EXERCISE MATERIAL ▸

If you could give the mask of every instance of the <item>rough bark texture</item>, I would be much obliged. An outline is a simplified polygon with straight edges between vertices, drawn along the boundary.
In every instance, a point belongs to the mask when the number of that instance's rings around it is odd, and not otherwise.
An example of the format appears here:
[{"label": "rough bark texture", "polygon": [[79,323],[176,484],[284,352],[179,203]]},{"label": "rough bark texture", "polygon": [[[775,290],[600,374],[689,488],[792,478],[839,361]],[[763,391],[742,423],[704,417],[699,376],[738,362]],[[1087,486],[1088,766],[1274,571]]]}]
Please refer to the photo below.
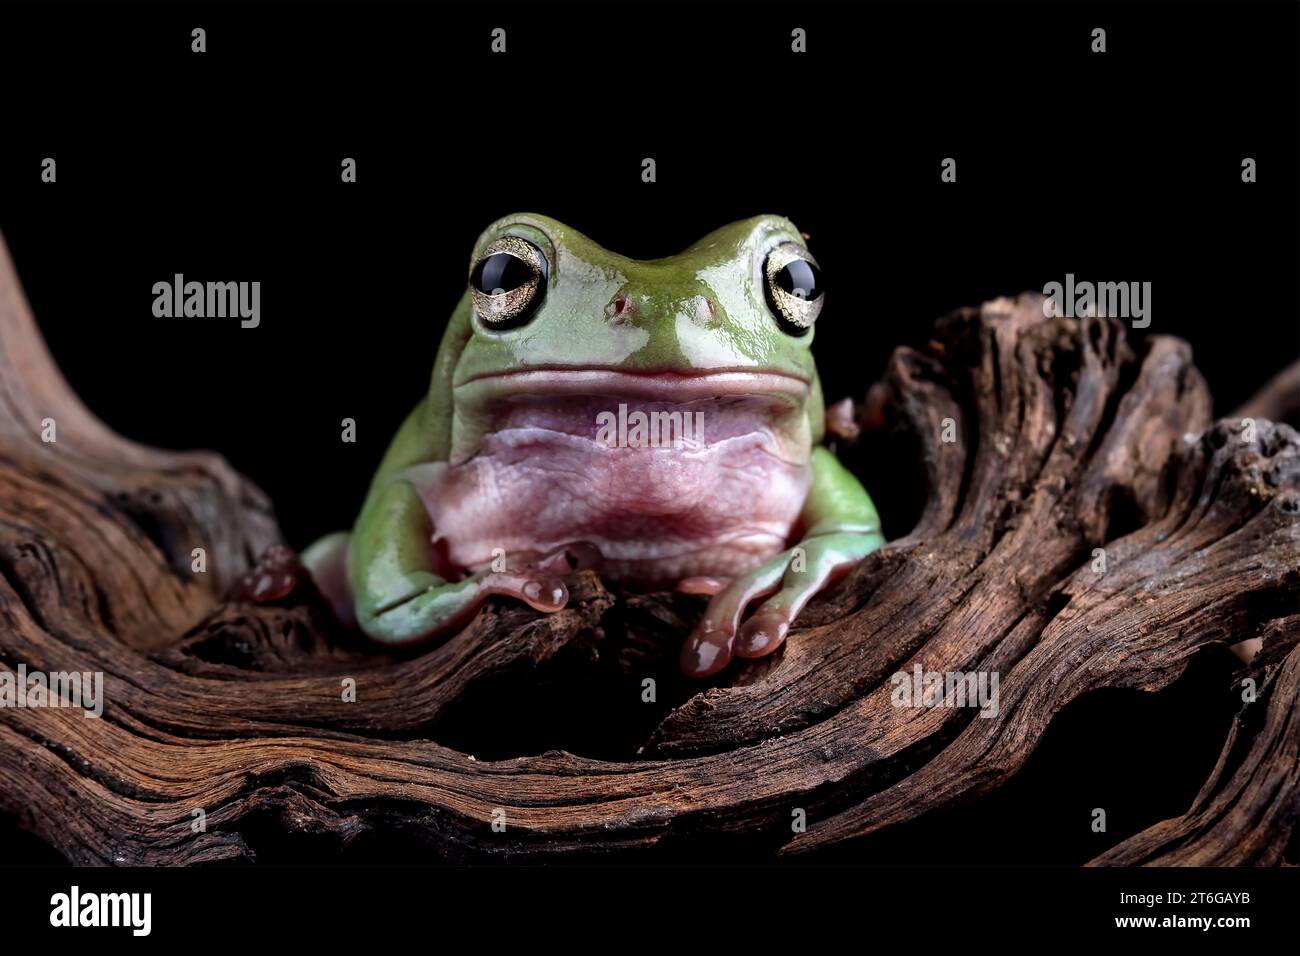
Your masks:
---
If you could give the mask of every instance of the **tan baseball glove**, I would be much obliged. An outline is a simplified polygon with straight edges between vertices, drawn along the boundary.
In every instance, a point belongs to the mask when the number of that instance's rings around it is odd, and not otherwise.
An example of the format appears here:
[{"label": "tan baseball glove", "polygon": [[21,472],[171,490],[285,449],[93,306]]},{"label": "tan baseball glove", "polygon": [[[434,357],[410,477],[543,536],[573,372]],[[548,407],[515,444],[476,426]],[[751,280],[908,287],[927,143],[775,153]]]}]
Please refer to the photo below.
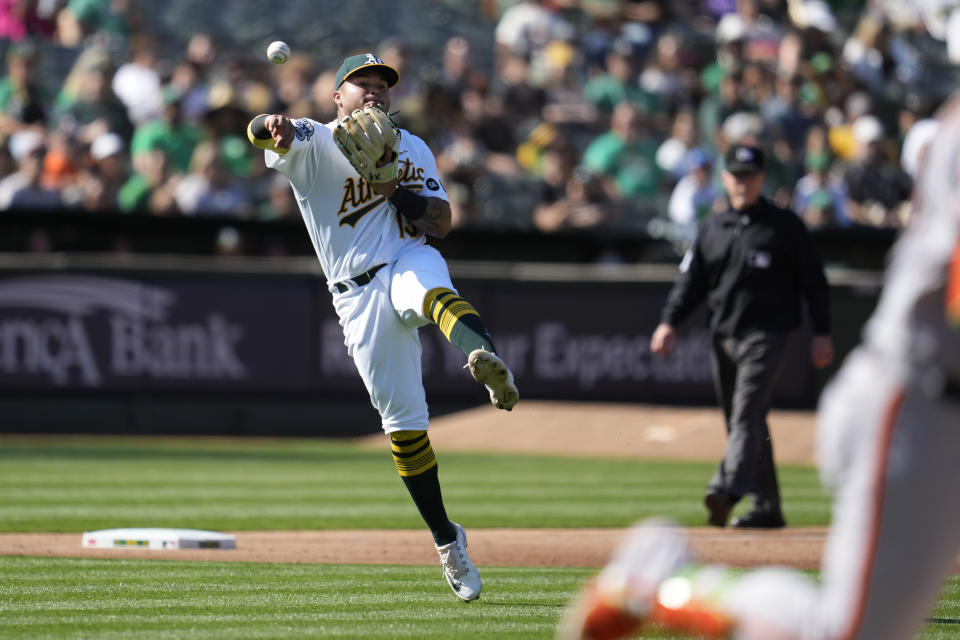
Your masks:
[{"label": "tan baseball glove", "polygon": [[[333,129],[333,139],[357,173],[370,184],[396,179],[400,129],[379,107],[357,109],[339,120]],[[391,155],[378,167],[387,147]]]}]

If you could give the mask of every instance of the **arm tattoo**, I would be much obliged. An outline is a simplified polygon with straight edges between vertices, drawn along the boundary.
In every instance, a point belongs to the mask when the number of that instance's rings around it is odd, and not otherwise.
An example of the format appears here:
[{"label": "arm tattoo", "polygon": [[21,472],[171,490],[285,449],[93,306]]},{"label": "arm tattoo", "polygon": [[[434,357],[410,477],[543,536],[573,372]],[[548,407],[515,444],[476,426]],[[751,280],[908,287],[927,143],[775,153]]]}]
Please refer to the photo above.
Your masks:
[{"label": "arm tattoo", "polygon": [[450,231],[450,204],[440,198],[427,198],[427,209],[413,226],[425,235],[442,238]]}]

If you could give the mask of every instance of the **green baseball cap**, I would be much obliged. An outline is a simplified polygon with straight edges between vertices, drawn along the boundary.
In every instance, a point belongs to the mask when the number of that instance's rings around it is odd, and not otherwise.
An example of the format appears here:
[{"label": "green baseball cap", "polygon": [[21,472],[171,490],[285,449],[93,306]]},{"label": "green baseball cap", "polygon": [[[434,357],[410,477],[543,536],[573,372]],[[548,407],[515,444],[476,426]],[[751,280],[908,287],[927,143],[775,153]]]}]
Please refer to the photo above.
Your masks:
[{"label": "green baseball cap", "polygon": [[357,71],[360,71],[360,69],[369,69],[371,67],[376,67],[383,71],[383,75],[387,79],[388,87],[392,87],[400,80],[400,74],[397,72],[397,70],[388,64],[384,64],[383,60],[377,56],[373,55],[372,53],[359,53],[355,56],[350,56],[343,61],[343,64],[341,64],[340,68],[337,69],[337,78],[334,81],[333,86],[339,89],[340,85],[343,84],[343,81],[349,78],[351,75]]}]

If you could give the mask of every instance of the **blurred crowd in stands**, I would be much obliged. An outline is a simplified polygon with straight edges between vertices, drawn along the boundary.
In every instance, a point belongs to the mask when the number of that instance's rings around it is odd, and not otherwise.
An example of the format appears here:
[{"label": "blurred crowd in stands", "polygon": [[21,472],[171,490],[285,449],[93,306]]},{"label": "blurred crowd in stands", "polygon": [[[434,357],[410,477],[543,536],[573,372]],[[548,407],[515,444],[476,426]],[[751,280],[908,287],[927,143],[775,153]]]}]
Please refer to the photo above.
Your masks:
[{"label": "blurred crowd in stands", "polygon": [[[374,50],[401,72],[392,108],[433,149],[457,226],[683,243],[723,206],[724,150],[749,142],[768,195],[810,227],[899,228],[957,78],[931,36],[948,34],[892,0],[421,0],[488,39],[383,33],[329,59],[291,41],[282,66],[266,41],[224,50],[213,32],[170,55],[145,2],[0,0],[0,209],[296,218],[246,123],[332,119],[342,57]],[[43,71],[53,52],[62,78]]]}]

WHAT YOU HAVE TO DO ▸ Every line that contains the string "bark" should be returned from the data.

EXERCISE OUTPUT ▸
If you could give the mask of every instance of the <item>rough bark texture</item>, I would be much obliged. An outline is a simplified polygon with straight edges between vertices, drawn along the boundary.
[{"label": "rough bark texture", "polygon": [[79,323],[176,484],[284,352],[179,203]]},{"label": "rough bark texture", "polygon": [[[775,290],[600,374],[689,488],[792,478],[839,361]],[[763,391],[742,423],[704,417],[699,376],[738,362]],[[1087,486],[1088,766],[1274,571]]]}]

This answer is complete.